## start PROVIDED PASSAGE

That's not how HTTP works. What are you using to collect these
statistics?
On 14/07/2008, at 10:59 PM, Russell Suter wrote:
> Amos Jeffries wrote:
>> Russell Suter wrote:
>>
>>> Hi,
>>>
>>> I have a question with regards to persistent connections to a
>>> cache peer
>>> parent. I have
>>> multiple users connecting through a custom compiled Squid.
>>> 2.6.STABLE17
>>> (also tried
>>> 3.0.STABLE7) on a RedHat EL 4 box in front of a commercial web
>>> filter
>>> appliance. In my
>>> squid.conf file, I have the cache_peer as:
>>>
>>> cache_peer <IP> parent 8084 0 login=*:mxlogic no-query no-digest
>>> proxy-only
>>>
>>> What seems to happen is that a persistent connection is made to the
>>> appliance. This in
>>> and of itself isn't a problem except that all of the different users
>>> show up as the first user
>>> that made the initial connection. This really jacks up the
>>> statistics
>>> within the appliance.

## end PROVIDED PASSAGE

REQUIREMENT A — Rescale the records from the line containing "Where can the woman's hair" through the line containing "(589, 1002)". Repeat every line in that stretch, including those without coordinates, and multiply each point coordinate by 2.6, rounding to whole numbers with halves rounded up.
The mailing-list exchange and the records that follow it come from unrelated sources.

## start EXERCISE INPUTS

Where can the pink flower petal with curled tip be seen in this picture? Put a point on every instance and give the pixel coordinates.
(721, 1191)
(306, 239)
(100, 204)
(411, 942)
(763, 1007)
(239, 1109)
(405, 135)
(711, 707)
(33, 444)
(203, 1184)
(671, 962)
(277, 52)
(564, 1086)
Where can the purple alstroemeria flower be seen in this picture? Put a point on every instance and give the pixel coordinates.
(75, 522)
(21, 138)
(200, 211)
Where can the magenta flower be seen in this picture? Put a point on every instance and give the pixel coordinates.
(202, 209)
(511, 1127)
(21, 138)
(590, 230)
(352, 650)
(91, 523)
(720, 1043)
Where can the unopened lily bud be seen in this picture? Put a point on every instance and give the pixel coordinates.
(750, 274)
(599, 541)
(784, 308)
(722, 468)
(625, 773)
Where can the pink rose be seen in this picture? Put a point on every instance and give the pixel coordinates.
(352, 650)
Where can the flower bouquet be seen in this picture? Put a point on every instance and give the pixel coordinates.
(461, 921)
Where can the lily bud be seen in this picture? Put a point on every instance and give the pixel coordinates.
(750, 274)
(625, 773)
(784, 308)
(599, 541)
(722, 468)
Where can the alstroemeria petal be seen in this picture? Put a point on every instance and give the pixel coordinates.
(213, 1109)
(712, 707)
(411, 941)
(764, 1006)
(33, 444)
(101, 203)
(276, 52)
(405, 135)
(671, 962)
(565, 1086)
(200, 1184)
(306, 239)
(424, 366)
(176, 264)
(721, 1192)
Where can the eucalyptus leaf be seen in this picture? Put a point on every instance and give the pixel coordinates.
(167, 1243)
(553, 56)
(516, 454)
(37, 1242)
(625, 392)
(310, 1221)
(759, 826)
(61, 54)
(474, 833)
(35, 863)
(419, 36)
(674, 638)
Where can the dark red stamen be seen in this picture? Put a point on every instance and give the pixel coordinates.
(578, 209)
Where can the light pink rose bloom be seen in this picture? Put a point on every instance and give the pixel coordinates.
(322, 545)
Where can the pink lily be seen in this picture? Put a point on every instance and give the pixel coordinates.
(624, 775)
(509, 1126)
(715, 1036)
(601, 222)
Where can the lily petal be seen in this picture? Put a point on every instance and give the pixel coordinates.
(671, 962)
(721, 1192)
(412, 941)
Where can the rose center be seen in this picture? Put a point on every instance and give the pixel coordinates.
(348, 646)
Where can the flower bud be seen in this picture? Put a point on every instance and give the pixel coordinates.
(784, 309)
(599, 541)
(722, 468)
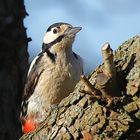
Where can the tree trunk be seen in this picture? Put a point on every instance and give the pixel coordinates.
(13, 66)
(84, 115)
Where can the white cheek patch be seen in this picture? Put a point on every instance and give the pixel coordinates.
(49, 37)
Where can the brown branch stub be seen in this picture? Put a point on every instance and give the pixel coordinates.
(89, 86)
(109, 66)
(106, 81)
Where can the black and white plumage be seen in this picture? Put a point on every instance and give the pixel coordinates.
(53, 74)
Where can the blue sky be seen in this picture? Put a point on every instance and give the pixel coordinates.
(112, 21)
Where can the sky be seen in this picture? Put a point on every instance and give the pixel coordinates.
(112, 21)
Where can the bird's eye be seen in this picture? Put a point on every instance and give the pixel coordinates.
(54, 31)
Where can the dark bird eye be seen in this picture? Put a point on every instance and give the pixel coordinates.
(54, 31)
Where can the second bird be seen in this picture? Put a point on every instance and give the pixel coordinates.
(53, 74)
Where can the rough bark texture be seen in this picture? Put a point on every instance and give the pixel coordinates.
(13, 66)
(87, 117)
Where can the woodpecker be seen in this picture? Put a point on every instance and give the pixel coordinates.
(52, 75)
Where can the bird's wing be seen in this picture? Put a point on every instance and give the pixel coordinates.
(34, 73)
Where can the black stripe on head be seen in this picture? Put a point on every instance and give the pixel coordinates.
(56, 25)
(47, 46)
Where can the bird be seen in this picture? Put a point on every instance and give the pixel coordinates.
(52, 75)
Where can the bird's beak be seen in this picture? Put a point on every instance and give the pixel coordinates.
(72, 31)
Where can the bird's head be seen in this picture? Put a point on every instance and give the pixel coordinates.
(60, 36)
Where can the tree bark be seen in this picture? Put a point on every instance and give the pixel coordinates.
(13, 66)
(86, 117)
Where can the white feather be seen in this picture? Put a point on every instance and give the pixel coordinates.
(32, 64)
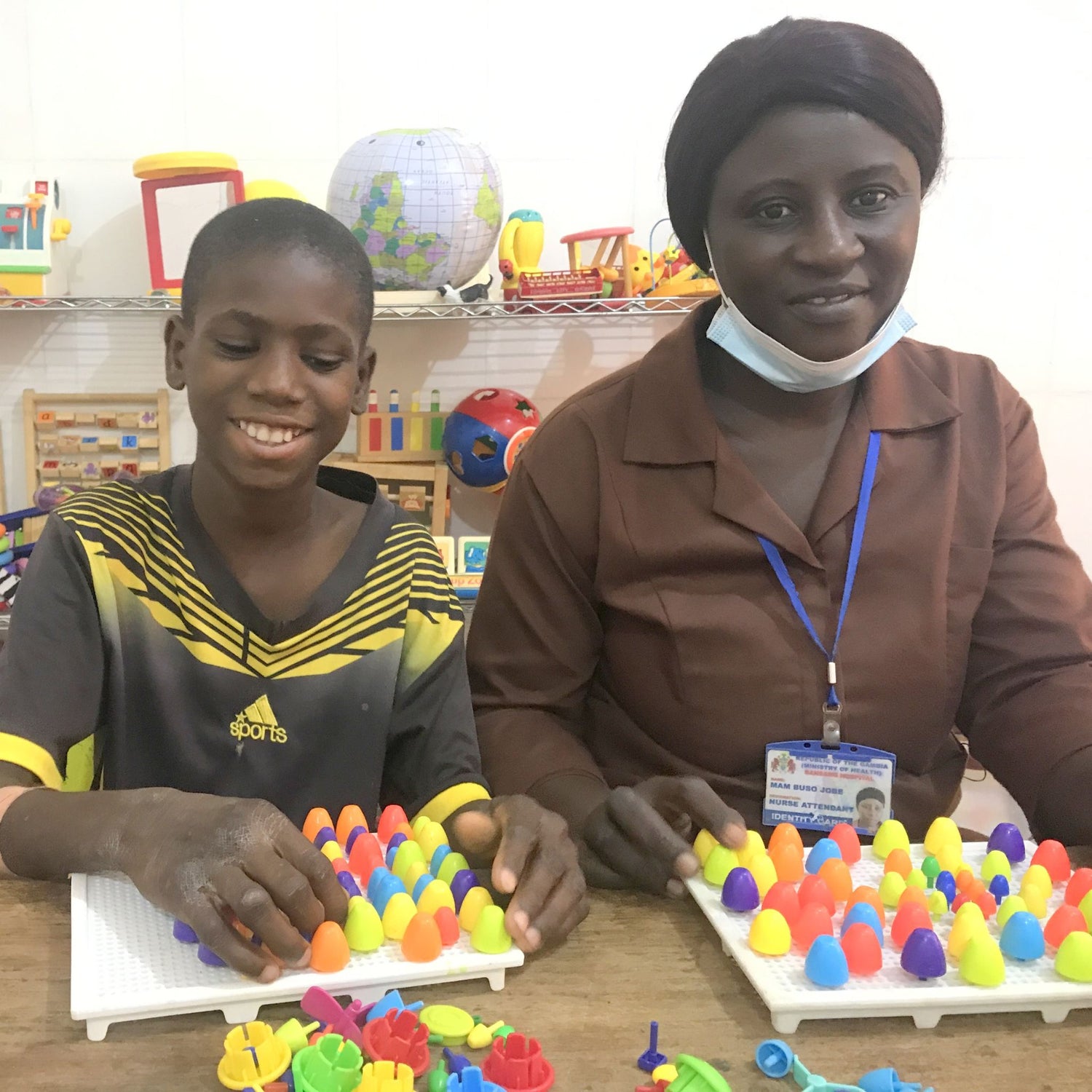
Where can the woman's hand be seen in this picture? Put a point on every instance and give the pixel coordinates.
(211, 860)
(633, 839)
(533, 858)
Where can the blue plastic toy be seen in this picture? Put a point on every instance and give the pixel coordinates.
(825, 850)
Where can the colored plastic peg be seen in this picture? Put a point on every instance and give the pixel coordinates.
(518, 1065)
(253, 1055)
(332, 1065)
(295, 1034)
(652, 1057)
(397, 1037)
(697, 1076)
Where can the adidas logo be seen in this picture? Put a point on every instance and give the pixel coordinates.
(258, 721)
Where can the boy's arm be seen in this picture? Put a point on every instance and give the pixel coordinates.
(432, 768)
(203, 858)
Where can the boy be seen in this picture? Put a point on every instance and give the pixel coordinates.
(255, 633)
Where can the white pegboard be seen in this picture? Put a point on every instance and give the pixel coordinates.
(791, 997)
(127, 965)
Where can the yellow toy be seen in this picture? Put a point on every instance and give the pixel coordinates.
(520, 249)
(31, 222)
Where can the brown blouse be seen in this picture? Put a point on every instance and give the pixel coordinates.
(629, 624)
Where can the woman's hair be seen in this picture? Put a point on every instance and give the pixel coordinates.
(797, 61)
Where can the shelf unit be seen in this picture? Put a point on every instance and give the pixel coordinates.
(480, 309)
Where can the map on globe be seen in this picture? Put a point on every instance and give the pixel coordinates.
(425, 203)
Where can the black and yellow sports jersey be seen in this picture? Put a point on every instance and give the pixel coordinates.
(135, 659)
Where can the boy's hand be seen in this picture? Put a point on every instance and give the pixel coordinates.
(633, 840)
(534, 858)
(209, 858)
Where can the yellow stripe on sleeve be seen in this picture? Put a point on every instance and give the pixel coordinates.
(441, 805)
(30, 756)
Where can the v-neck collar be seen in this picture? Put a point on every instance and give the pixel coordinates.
(344, 579)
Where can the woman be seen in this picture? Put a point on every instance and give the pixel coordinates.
(637, 644)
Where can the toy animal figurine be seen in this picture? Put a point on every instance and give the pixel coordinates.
(469, 295)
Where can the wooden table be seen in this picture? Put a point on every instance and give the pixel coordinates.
(589, 1002)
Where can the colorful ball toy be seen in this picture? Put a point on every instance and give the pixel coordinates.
(485, 432)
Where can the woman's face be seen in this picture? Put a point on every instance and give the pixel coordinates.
(812, 226)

## end EXERCISE INPUTS

REQUIREMENT B — Using the Squid mailing-list exchange, say yes or no to each statement and quote the words that decide it: (i) The cache peer is set up on port 8084. (ii) The persistent connection is described as a problem in itself. (iii) The different users appear as the first user who made the initial connection.

COMPLETE ANSWER A —
Where can the woman's hair be seen in this picture? Put a point on every instance and give the pixel coordinates.
(2072, 159)
Where can the shelf unit be seen in this picture? Put a point on every instance and give the pixel coordinates.
(1248, 803)
Where can the map on globe be seen in this picture? Put a point on every instance and give the pixel coordinates.
(1105, 528)
Where can the black and yellow sports jersey be seen in this picture? Put a point on every instance and give the pixel coordinates.
(351, 1713)
Where can the boy's hand be seen in this picture? Put a point on every instance and give the pixel coordinates.
(1646, 2184)
(1388, 2231)
(543, 2231)
Where can the yellow stripe on sleeve be seen in this picture? Put a point on every instance and give the pixel coordinates.
(1147, 2093)
(78, 1966)
Where can the v-neck collar be seen in this picture? Put a point on every instance and give the pixel coordinates.
(894, 1505)
Where can the woman be seen in this picture? Put a point on every instance and give the pixel coordinates.
(1656, 1674)
Where can the toy animal figurine be seen in this picture? Put a point on every instance and give the pixel coordinates.
(1219, 767)
Where can the wooden table be seen in this picture? Put a point on every instance and give the pixel coordinates.
(1531, 2605)

COMPLETE ANSWER B —
(i) Yes: "parent 8084"
(ii) No: "and of itself isn't a problem"
(iii) Yes: "show up as the first user"